### List of tasks
• A. In the essays on Jewish family secrets, in which city does Mona Kornberg live and work?
• B. Write a continuation of the essays on Jewish family secrets, starting right after their final sentence.

-------- Text provided --------

Over the years, in discussions with Jewish friends whose families also emigrated from Eastern Europe, I have discovered that my family was not unique. These friends encountered walls of silence when they asked about family history. Perhaps that is why there is such a resurgence of interest in genealogy. Our generation is trying to discover its history, to trace our families. What was it like in the shtetls our parents left? What happened to the rest of our family members?

Somewhere in the United States I have first cousins I have never met. Two years ago I managed to find one of them, a daughter of my father’s brother. She knew my father and my family but had left home by the time I was born. She never knew I existed. We now visit each other and have become friends as well as cousins. She shares with me her memories of the relatives I never knew, of some of the family secrets she has uncovered.

Most of my parent’s generation and many of their offspring have died. There are secrets I will never learn about. I talk to my own children about my childhood and about the relatives I knew and those I did not know. I answer their questions and talk about subjects that are sometimes difficult. I try very hard not to keep any secrets from them.

Dr. Mona Kornberg is a consultant in training and organization development. She is married, has three children and two grandchildren and lives and works in Toronto.  


Hiding our relatives in the mental hospital

by Susan Schnur

Through the ’30s, ’40s and ’50s, before the push to mainstream mentally ill children and adults into their communities, my father, Bernard Schnur, a physician, was employed part-time by a state residential psychiatric hospital. I can remember as a child traveling way out into the country with him where he would disappear into some grim, massive, scary-looking buildings for an hour or two while I would stay outside, happily collecting pine cones.

On the drive home, my father, uncharacteristically subdued, would invariably tell me about all the Jewish residents in the facility, how this one or that one from our home town had a daughter or a brother who’d been institutionalized there for 25 years or more.

-------- Dataset excerpts --------

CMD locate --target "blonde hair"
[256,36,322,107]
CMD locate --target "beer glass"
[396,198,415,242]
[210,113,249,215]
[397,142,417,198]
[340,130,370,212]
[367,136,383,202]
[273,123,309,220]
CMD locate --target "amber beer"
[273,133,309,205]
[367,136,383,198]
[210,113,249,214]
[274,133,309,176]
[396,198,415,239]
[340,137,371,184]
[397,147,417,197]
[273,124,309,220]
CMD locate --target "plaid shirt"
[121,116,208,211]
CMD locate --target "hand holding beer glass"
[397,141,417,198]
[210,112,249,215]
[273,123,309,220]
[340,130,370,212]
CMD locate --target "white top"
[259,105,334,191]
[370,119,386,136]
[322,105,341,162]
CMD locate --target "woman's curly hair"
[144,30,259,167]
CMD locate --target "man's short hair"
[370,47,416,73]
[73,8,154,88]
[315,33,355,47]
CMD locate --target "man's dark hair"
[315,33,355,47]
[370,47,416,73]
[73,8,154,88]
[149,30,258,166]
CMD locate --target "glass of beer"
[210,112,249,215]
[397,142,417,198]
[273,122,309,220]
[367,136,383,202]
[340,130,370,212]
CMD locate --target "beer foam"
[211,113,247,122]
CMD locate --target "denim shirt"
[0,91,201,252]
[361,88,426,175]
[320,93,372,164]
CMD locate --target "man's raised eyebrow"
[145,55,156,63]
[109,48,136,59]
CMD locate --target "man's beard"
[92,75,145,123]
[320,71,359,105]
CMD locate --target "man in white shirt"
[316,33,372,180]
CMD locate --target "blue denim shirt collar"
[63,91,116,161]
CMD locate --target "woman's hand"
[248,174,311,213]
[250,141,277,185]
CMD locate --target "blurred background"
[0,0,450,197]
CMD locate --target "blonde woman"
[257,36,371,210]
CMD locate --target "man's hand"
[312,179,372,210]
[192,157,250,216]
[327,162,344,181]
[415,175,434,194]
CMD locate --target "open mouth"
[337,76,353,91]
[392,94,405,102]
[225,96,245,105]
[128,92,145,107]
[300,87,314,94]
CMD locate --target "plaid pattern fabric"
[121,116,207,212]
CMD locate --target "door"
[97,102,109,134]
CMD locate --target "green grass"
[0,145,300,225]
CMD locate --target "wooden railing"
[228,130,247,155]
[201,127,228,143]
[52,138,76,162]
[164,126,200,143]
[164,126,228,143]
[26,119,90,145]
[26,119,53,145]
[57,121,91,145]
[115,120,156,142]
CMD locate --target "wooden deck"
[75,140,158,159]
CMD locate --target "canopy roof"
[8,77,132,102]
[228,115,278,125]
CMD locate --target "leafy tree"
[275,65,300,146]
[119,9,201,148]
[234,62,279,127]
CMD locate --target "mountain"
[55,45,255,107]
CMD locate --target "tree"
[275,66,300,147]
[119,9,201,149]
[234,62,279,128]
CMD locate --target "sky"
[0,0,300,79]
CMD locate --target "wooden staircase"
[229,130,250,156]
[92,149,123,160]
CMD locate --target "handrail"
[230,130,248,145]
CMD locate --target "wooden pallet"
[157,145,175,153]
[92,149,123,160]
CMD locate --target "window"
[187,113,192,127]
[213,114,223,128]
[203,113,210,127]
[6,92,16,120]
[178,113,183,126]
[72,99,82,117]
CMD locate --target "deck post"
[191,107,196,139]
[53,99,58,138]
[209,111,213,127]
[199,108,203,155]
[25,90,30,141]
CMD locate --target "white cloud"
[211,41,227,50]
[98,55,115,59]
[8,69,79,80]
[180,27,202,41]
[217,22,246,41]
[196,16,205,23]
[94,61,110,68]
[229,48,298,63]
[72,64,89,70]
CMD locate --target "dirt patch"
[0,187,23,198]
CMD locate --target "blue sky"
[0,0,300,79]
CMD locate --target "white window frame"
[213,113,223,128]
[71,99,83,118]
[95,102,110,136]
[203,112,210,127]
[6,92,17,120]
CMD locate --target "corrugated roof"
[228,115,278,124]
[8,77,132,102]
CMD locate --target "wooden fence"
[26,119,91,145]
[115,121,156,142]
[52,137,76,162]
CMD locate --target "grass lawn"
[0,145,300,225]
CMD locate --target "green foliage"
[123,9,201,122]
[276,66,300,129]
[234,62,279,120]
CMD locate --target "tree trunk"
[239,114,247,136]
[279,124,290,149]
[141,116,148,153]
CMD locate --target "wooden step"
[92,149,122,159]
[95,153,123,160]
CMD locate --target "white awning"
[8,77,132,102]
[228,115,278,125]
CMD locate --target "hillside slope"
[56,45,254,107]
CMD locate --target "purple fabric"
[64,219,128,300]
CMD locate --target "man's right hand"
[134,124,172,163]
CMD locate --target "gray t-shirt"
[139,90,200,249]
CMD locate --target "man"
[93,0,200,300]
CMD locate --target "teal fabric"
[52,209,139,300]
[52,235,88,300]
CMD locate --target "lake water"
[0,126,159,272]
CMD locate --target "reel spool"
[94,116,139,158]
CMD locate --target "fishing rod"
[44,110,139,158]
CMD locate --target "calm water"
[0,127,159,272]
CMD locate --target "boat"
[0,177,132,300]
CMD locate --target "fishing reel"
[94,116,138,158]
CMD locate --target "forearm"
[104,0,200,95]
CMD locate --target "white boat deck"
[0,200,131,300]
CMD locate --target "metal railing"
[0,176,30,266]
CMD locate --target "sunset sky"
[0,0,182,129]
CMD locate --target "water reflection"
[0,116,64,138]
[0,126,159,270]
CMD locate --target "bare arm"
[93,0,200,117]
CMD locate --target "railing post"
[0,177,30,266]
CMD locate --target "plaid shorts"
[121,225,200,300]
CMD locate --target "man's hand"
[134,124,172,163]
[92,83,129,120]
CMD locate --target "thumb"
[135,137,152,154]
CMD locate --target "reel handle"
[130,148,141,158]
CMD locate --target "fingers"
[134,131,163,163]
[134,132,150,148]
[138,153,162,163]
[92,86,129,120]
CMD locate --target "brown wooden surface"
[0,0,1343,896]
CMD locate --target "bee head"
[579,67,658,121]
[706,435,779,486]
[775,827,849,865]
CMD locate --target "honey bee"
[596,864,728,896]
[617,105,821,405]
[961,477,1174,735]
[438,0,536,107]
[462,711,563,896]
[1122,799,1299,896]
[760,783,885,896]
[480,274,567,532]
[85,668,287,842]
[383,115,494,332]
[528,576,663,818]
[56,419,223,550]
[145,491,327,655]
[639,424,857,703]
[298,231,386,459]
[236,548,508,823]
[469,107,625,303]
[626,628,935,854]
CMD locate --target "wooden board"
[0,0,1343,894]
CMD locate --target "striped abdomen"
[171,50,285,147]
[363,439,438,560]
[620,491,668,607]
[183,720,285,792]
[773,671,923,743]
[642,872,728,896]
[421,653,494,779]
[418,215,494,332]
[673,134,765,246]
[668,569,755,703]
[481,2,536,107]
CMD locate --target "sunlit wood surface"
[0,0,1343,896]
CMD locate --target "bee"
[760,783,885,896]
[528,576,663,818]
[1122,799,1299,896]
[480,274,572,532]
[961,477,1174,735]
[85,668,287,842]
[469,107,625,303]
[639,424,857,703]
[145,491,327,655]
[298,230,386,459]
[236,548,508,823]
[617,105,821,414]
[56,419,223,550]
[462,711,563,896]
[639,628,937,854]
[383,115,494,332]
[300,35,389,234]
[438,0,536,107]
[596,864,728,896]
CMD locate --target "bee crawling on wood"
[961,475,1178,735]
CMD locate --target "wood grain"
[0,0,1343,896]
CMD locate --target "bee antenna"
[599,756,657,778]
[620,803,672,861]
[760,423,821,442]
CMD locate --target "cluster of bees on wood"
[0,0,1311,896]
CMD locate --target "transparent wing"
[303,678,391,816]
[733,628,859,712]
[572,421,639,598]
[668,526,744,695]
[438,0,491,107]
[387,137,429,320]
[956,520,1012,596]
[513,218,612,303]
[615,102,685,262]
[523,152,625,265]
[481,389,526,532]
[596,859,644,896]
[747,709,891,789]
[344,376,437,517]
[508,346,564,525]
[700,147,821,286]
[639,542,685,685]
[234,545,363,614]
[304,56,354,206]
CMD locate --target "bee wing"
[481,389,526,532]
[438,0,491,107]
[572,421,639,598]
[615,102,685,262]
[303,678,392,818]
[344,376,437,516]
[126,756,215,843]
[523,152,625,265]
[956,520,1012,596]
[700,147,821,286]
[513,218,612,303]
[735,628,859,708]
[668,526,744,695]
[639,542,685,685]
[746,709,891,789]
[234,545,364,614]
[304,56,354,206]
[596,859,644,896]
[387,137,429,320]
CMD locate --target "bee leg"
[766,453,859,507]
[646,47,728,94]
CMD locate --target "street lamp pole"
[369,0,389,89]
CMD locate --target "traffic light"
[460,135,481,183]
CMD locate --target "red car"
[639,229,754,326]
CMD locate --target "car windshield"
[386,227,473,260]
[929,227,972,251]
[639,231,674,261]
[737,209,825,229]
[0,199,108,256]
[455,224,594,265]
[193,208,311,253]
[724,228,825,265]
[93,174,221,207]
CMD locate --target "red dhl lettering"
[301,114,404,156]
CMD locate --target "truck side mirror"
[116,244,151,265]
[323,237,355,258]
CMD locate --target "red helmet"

--------

### Responses per task
• A. Toronto.

• B.
My father was moved and troubled, I think, by three things. First, what seemed to him to be a high incidence of severe mental illness in the Jewish community. (I can remember him looking across the pews at shul during the High Holidays and remarking that, for every 4 or 5 rows— every 30 families or so—there was a profoundly retarded or mentally ill, institutionalized family member.)

Second, that the existence of these kin was a closely guarded secret. Though my father might regularly see family members visiting at the psychiatric hospital, outside—in der richtige velt (in the real world)—there was no mention of these relatives. Their existence was universally understood to be a secret.

Third, as my father reminded me even this morning when I called him to confirm my memories, “The Jews, by and large, seemed to take very good care of their institutionalized kin. They visited often—long, involved visits—and they were kindly, empathic, and very attached. Up and down the hallways of the mental hospital, I would see Jewish family members. Their presence was felt. The non-Jews, on the other hand, made a different impression on me overall. They were more casual about retardation and mental illness; they weren’t as secretive. I remember their dutiful visits before Easter, but mostly, they didn’t seem to pay much attention to these family members. The Jewish families seemed to have both more intense visits and a need to keep them secret.”